Work required
Beginning with the line containing "Practice step: locate the white", give every line again exactly as it is, ending with the last line of the entries.

Records for this task
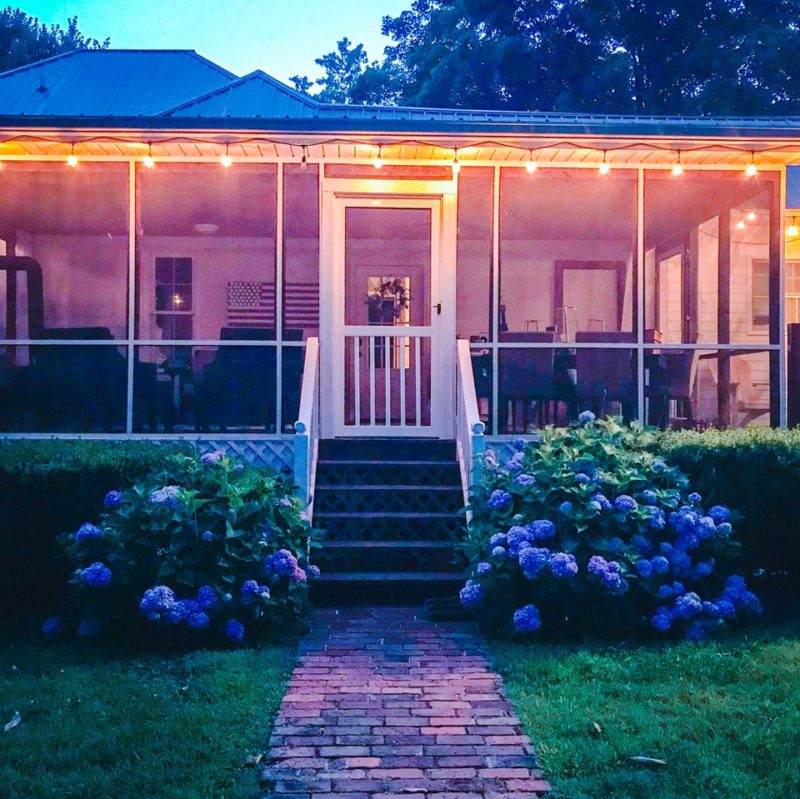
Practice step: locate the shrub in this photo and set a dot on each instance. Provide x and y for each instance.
(199, 547)
(590, 531)
(49, 486)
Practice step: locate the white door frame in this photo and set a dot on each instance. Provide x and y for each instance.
(440, 197)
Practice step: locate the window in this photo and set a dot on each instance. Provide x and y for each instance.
(760, 293)
(173, 300)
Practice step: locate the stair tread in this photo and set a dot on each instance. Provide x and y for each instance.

Answer box
Practice step: locate the white door frame in this photo and set a dot on each instance. Provide x and y for each instance.
(440, 197)
Practice step: locate the window in this photo and set a dot on each instance. Provide x and y for each instance.
(760, 293)
(173, 300)
Practice step: locate the stair tread in this photo and set a dot on each instance. Provide x and y for each instance.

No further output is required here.